> _What the task requires_
Only the lines from the line containing "winding road in the photo above." to the end of the entries should be repeated, exactly as they appear.

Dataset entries

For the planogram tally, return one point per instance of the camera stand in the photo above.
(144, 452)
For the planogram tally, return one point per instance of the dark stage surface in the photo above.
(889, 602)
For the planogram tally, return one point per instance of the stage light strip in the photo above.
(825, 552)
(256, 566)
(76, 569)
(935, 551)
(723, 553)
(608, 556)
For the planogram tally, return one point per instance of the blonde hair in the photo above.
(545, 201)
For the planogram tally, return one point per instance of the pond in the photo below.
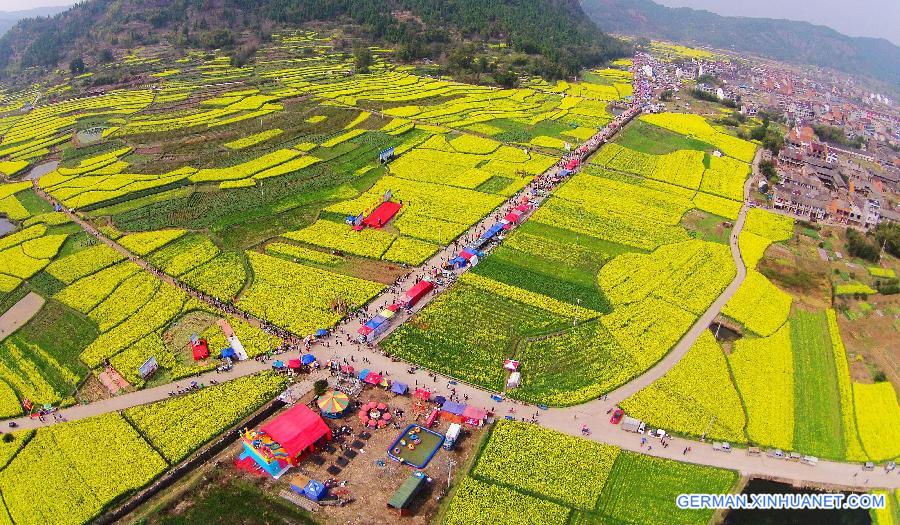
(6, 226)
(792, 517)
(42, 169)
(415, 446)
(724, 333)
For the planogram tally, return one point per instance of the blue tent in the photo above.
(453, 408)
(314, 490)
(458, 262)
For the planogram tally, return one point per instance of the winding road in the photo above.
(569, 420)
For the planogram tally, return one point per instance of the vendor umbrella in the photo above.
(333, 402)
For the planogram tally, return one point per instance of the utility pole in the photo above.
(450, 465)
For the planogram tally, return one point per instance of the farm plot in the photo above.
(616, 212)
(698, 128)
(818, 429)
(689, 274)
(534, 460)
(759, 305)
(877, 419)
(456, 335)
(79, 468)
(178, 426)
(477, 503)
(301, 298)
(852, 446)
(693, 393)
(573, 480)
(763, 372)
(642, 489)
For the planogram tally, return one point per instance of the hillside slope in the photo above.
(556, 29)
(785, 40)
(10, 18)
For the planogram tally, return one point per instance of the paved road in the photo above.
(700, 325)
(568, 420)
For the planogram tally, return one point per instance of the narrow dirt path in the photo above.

> _Written solution_
For the planogram tally, return one point per instance of the winding road in the photo above.
(569, 420)
For the planogram tally, return one point per instance of the vendor umbrella in the photo above.
(333, 402)
For the planogram tally, return one point per instance of the utility pole in the photo above.
(450, 465)
For the planogram tally, return one point per instance of the farm plot in the photo above.
(616, 212)
(698, 128)
(818, 429)
(689, 274)
(534, 460)
(759, 305)
(877, 419)
(456, 335)
(79, 468)
(178, 426)
(477, 503)
(301, 298)
(852, 446)
(693, 393)
(573, 480)
(763, 372)
(642, 489)
For the planogram tally, return one point per instance of the hillside slope in the photo above.
(556, 29)
(785, 40)
(10, 18)
For the planogram tally, return one point per instance of the paved road in the photo above.
(700, 325)
(568, 420)
For the planogram tally, return one point per instance of the narrow dirt path in the photo above.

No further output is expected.